> [LISTED ENTRIES]:
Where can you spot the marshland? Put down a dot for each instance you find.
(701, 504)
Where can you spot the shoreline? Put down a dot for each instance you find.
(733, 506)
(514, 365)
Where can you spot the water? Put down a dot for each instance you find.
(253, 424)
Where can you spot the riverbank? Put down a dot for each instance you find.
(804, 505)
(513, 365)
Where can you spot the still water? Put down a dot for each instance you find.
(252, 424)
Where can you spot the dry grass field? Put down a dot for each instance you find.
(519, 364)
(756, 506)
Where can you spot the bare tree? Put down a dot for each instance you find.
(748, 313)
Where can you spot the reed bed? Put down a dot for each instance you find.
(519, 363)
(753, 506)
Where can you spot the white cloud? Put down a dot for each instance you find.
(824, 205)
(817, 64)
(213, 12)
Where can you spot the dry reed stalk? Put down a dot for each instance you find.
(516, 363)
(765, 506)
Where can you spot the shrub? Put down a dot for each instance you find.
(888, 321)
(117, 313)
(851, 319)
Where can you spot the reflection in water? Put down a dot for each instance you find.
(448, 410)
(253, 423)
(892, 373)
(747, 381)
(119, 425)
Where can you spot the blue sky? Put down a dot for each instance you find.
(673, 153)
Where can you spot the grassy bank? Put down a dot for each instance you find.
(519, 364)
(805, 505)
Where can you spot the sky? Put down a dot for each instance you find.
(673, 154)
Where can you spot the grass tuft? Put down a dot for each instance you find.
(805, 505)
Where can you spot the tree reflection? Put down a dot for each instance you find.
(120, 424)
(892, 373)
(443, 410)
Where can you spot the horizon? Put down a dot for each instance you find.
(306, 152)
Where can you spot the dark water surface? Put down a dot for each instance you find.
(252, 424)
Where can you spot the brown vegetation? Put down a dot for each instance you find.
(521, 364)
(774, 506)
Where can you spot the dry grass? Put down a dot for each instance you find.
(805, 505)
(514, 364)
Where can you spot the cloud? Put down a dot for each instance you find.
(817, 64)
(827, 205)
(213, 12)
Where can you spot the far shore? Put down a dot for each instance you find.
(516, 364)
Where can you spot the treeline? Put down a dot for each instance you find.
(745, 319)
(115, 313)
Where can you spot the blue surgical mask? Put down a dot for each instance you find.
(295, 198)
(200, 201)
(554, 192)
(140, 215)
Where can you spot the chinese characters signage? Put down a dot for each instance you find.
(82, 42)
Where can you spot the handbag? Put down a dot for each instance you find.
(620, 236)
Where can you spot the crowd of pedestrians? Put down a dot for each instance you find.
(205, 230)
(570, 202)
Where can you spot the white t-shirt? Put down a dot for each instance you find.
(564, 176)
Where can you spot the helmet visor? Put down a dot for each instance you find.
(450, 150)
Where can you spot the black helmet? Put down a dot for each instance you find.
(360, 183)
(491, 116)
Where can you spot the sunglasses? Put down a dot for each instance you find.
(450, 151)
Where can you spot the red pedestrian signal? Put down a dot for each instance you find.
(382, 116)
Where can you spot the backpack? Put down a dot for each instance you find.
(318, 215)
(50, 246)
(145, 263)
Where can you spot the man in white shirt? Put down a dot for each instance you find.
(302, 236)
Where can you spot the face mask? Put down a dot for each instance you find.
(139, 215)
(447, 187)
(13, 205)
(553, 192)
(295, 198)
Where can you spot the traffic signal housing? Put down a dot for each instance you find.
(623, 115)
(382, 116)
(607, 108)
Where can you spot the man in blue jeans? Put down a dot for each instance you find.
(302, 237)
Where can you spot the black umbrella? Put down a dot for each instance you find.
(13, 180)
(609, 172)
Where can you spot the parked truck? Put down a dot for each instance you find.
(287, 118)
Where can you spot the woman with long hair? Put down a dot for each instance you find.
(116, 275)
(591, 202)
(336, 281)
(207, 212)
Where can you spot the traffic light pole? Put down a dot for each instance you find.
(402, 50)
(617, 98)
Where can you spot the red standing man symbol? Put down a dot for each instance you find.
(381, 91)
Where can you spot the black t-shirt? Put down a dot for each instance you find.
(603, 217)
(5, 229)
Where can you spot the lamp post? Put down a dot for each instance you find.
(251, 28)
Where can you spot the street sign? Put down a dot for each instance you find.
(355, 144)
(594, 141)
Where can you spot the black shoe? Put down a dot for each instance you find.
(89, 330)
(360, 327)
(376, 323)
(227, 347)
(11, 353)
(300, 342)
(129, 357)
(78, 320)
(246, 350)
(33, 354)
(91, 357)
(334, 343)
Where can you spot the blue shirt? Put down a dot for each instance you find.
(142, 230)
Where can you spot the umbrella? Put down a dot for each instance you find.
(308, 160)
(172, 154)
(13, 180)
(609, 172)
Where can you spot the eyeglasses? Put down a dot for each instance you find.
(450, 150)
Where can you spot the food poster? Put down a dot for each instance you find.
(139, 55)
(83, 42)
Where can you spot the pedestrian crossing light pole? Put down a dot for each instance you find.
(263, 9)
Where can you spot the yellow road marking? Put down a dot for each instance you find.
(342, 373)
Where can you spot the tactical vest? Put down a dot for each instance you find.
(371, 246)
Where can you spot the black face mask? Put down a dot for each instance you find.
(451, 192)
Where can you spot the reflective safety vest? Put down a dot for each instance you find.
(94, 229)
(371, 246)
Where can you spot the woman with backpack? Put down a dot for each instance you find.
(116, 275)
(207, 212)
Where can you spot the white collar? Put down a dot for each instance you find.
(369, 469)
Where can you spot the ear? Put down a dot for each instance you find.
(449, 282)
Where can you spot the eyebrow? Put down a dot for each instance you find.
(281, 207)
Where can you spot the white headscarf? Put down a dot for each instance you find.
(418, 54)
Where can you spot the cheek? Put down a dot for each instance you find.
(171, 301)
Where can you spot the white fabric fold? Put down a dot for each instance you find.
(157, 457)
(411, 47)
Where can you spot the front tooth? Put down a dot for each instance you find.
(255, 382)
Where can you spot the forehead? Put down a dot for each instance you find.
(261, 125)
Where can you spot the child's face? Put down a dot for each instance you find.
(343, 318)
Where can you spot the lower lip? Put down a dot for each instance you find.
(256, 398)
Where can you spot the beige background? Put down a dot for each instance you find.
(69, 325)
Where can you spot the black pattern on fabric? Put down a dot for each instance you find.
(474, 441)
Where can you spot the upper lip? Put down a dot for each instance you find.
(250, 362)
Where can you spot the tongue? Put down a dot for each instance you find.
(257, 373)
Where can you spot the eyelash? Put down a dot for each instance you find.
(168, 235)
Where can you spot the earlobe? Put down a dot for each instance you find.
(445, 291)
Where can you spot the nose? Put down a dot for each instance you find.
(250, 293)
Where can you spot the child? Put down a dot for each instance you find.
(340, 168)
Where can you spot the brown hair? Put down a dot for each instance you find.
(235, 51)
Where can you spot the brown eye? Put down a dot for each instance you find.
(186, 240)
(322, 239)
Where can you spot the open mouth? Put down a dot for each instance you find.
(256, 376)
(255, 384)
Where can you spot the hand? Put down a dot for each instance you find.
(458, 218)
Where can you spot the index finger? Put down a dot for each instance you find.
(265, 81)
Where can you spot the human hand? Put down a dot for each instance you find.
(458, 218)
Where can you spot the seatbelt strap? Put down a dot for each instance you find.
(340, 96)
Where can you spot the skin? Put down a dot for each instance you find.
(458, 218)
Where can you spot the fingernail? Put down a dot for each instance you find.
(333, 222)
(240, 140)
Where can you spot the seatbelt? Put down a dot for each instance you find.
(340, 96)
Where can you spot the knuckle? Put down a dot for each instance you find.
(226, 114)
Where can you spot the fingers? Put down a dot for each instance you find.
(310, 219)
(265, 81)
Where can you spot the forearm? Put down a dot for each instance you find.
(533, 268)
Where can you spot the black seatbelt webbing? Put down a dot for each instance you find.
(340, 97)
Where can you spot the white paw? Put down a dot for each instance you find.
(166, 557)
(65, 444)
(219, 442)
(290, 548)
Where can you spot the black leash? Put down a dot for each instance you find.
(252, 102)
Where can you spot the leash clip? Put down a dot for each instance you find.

> [TASK DETAILS]: Everything from the line containing "Where can you spot the child?" to the last line of the entries above should be quoted exactly, and only that.

> [TASK OUTPUT]:
Where can you spot the child? Put down a dot for each instance you find.
(340, 168)
Where can you spot the brown hair? Put down a dot for each instance you find.
(235, 51)
Where can you spot the brown eye? Put down a dot for each instance you find.
(186, 240)
(322, 239)
Where can you spot the open mouth? Put down a dot for each instance you find.
(256, 376)
(255, 384)
Where can you spot the hand? Put down a dot for each instance you find.
(458, 218)
Where can you spot the index finger? Put down a dot for each instance you find.
(265, 81)
Where can you spot the human hand? Put down a dot for each instance you find.
(458, 218)
Where can you spot the seatbelt strap? Put down a dot for each instance you find.
(340, 96)
Where can you spot the skin? Put down a dot for each instance you find.
(458, 218)
Where can you spot the fingernail? Put down a dot for each instance you find.
(333, 222)
(240, 140)
Where can you spot the seatbelt? Put down a dot for each instance you find.
(340, 96)
Where can you spot the knuckle? Put down a dot for each instance you find.
(226, 114)
Where can you spot the fingers? Put down a dot for each instance you find.
(310, 219)
(265, 81)
Where can you spot the forearm? Put down a dot for each instance you find.
(533, 268)
Where can you spot the black seatbelt webbing? Put down a dot for each instance you find.
(340, 97)
Where can you spot the white paw? Put down a dot for each instance you find.
(166, 557)
(65, 444)
(219, 442)
(290, 548)
Where can you spot the black leash? Put down a dot for each instance you find.
(252, 102)
Where can you spot the leash clip? Put down a dot for each instance you find.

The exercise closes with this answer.